Given problem →
List every line of the rows below that contains the string "covered". Case matters.

##############################

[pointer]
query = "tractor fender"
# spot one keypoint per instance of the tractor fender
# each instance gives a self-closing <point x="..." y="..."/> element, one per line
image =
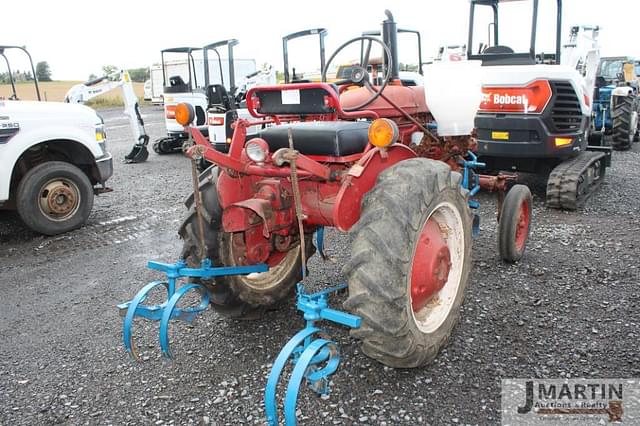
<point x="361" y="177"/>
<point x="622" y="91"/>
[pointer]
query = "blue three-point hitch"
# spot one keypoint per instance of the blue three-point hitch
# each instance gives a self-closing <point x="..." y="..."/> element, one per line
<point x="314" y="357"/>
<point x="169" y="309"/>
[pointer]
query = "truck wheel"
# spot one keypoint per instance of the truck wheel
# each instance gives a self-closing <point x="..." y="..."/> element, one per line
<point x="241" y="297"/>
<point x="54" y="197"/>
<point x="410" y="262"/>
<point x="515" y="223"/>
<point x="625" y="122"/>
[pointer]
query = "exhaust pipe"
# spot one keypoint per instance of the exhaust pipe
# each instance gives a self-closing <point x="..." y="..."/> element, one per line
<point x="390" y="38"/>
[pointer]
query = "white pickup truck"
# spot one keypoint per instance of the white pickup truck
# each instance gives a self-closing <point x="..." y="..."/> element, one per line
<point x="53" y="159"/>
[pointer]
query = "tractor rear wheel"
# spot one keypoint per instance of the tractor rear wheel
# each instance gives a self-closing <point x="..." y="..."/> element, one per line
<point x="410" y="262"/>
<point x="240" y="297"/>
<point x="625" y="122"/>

##############################

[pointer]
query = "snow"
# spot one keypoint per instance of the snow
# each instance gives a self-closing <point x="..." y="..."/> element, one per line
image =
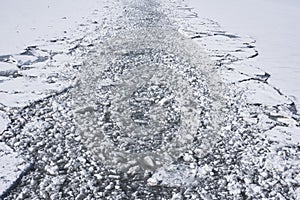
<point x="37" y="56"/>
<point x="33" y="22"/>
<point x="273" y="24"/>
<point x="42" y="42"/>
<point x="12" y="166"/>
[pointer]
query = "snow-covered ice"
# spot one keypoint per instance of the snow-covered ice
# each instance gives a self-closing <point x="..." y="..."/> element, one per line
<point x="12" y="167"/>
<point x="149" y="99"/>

##############################

Final answer →
query = "snow-covered ice"
# spot one keypoint per instance of the snow-covered ice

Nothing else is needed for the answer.